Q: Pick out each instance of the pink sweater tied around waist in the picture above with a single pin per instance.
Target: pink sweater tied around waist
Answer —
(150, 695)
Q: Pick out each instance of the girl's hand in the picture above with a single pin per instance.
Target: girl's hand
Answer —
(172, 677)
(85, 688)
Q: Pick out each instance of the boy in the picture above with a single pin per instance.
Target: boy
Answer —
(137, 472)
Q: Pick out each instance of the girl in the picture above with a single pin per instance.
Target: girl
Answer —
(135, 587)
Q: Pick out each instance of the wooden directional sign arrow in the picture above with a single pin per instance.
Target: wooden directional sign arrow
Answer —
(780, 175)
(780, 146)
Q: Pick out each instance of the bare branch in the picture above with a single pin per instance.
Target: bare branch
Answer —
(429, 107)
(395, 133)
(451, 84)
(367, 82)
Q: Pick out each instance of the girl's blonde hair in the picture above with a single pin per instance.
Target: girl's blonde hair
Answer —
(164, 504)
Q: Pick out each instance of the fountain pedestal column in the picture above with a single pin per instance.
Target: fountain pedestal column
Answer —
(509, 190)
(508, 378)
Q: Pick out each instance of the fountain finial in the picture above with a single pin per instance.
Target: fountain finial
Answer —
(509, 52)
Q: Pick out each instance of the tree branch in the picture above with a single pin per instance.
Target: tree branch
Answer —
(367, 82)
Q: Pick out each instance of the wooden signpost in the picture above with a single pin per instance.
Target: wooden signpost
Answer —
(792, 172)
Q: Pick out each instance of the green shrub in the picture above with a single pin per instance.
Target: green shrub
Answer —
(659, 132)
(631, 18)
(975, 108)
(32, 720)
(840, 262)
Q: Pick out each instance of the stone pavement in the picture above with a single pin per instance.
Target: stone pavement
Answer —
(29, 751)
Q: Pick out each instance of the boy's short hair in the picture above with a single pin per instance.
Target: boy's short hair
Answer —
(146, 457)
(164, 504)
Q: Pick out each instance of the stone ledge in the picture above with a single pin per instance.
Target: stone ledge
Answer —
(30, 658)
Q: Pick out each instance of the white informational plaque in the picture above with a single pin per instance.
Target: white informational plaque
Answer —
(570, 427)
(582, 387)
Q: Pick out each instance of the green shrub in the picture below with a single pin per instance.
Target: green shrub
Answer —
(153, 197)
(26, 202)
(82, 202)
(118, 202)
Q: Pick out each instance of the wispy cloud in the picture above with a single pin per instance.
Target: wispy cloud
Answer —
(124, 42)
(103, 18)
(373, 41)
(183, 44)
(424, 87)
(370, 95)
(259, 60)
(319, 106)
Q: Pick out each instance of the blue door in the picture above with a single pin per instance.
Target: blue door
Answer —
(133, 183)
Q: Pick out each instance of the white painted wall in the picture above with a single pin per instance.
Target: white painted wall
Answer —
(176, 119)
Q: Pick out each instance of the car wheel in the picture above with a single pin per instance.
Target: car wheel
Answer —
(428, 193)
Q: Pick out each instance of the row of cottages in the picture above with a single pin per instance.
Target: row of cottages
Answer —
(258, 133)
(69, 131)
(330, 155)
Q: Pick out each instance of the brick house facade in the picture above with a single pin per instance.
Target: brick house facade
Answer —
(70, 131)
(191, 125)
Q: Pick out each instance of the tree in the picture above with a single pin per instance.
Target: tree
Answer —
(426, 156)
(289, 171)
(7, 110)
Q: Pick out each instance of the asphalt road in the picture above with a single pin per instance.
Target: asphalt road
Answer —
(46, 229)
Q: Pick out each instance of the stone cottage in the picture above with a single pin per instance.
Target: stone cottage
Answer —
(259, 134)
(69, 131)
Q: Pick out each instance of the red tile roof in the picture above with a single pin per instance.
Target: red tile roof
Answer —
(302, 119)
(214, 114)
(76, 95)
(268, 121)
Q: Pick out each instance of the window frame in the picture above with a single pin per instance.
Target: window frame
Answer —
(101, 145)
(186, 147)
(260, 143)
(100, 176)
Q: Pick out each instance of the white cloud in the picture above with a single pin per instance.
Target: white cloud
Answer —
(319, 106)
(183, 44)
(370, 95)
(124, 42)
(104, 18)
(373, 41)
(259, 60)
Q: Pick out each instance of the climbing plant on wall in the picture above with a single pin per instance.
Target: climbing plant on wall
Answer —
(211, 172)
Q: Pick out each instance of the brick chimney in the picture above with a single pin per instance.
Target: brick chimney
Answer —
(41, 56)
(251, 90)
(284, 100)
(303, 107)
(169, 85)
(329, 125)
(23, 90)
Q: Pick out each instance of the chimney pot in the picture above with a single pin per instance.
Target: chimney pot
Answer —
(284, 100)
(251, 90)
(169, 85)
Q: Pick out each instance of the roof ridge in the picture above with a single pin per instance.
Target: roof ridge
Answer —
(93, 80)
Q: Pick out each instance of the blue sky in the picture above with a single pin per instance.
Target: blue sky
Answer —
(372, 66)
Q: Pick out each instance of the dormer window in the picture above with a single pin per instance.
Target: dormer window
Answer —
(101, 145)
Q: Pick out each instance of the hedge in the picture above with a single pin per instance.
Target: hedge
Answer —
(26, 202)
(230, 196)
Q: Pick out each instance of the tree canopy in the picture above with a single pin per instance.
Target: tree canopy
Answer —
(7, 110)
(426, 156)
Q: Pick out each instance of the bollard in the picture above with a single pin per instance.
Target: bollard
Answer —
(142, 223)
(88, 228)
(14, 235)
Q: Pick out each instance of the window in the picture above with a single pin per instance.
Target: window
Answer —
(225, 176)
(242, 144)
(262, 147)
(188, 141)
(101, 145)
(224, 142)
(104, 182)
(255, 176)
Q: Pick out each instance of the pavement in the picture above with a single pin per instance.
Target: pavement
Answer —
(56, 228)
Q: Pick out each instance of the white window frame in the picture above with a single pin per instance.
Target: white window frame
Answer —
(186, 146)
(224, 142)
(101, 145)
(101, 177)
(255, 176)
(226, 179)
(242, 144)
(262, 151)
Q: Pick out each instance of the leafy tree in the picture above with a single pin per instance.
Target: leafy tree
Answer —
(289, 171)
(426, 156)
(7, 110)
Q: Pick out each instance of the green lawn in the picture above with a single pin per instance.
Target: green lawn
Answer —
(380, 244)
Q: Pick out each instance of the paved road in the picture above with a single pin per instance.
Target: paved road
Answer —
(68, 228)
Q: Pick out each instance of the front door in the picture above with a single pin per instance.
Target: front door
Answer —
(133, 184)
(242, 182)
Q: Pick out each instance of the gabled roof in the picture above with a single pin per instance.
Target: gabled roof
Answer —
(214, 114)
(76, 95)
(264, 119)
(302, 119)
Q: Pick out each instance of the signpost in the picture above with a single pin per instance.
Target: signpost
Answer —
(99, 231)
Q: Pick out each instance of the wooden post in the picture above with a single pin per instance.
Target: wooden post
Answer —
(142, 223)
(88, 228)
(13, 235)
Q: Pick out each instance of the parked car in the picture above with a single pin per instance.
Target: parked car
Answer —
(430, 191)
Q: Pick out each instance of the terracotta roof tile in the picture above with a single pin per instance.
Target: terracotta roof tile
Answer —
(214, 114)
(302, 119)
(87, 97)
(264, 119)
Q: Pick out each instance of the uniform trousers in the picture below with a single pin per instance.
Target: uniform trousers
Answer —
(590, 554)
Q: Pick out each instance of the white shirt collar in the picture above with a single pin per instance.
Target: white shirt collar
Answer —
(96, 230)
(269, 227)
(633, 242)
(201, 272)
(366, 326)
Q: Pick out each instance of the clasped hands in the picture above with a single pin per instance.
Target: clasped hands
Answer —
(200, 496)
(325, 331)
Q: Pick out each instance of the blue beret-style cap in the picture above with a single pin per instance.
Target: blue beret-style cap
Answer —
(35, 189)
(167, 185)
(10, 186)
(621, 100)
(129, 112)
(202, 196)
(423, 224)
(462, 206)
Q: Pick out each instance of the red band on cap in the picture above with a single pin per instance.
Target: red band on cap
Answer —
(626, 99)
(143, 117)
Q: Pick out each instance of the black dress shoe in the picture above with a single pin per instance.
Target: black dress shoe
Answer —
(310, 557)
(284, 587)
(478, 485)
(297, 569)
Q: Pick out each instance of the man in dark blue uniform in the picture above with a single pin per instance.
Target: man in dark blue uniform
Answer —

_ _ _ _ _ _ _

• [Task goal] Pull out each line of the entries that contains "hair".

• [Answer to the exercise]
Q: Pick out each instance of the girl's blonde hair in the picture above with a single pin per instance.
Target: girl's blonde hair
Q: Pick out each instance of the boy's short hair in the picture above with a single pin per instance.
Target: boy's short hair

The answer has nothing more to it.